Rewrite the records from the start through the line containing "point(10, 58)", changing "tree trunk" to "tree bark" and keeping everything else the same. Leave the pictures out.

- - - - - - -

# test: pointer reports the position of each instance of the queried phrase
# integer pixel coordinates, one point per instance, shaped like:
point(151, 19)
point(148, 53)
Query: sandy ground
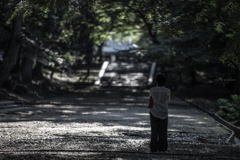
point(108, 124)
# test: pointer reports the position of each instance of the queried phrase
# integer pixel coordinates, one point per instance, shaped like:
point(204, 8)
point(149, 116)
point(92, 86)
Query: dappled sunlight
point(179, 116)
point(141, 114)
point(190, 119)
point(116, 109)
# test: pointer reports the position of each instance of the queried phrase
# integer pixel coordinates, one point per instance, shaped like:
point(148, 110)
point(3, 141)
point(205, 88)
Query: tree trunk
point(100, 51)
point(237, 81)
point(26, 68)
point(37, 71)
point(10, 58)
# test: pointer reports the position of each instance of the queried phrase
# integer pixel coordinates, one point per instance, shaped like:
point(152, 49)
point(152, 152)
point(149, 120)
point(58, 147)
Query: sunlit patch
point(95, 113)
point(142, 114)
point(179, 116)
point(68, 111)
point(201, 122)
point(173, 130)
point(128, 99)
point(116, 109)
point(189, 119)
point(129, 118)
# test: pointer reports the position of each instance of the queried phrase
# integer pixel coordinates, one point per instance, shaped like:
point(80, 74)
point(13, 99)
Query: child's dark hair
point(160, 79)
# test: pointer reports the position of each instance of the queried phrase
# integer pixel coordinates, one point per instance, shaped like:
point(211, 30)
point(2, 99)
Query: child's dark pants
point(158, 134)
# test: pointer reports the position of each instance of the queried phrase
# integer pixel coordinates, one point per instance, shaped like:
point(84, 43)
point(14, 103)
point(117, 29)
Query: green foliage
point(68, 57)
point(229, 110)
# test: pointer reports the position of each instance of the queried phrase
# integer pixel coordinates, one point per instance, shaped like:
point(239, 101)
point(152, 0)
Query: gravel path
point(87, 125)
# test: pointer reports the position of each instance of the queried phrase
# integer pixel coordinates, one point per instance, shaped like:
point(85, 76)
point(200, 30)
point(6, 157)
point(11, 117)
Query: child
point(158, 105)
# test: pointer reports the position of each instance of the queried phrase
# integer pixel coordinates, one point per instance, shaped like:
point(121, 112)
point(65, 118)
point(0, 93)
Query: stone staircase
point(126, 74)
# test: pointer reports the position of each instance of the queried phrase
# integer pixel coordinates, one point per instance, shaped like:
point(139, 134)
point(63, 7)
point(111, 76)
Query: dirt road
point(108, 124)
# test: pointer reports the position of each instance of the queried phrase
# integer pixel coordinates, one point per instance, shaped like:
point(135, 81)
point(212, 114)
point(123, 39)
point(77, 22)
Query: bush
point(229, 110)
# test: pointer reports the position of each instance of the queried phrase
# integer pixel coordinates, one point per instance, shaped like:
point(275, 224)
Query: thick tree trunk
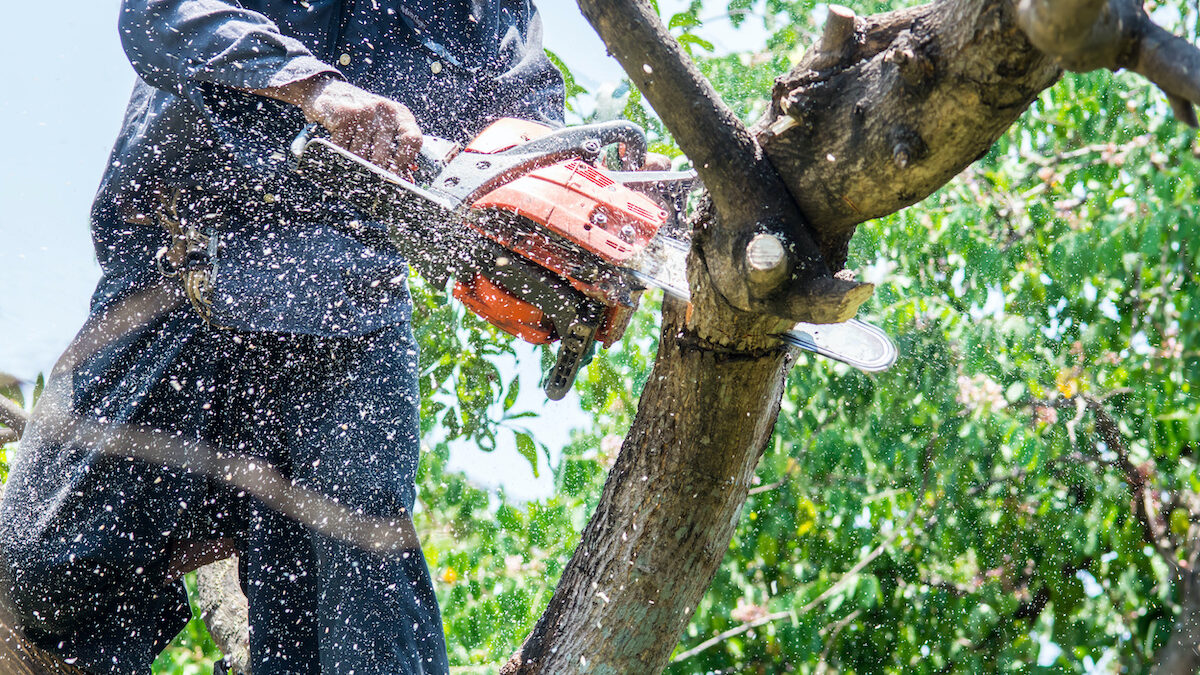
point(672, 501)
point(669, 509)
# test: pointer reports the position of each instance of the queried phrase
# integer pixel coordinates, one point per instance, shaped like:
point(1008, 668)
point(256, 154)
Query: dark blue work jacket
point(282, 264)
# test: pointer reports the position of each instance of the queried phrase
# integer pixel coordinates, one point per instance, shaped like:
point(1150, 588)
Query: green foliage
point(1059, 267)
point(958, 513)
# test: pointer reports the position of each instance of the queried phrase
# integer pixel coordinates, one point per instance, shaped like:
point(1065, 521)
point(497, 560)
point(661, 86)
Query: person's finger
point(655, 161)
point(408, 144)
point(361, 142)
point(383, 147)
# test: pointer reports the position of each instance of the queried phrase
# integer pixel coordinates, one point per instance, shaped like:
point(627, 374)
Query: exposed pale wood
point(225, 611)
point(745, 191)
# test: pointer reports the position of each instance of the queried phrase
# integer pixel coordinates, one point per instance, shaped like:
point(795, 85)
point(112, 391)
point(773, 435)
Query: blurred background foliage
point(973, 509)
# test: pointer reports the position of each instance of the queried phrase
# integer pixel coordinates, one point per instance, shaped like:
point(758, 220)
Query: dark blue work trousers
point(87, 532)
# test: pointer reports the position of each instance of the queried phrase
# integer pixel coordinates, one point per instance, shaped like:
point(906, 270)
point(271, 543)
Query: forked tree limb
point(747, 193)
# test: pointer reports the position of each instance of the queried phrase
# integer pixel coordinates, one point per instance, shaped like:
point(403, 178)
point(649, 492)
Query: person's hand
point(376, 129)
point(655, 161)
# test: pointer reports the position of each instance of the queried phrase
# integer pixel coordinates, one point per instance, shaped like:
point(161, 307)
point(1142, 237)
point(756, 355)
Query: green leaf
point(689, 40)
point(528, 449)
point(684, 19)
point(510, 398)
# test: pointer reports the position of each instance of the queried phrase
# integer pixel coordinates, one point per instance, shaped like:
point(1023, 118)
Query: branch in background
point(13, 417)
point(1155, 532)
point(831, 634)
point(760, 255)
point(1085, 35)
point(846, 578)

- - - - - - -

> [THE SOLUTION]:
# test: pointer reports the position of each instance of the queried phrase
# integer pixel coordinates, one point per instance, shaped like:
point(151, 19)
point(148, 53)
Query: sandy ground
point(108, 124)
# test: pointer reports the position of each instance of the queried phrase
# integer pixel coordinates, one point per instance, shaped like:
point(204, 8)
point(149, 116)
point(92, 86)
Query: dappled sunlight
point(179, 116)
point(141, 114)
point(190, 119)
point(116, 109)
# test: pointer reports the position of each instance of the queried phrase
# integer pixel coordinates, one point per instance, shaped like:
point(148, 110)
point(3, 141)
point(205, 88)
Query: tree bark
point(100, 51)
point(237, 81)
point(26, 68)
point(37, 71)
point(10, 58)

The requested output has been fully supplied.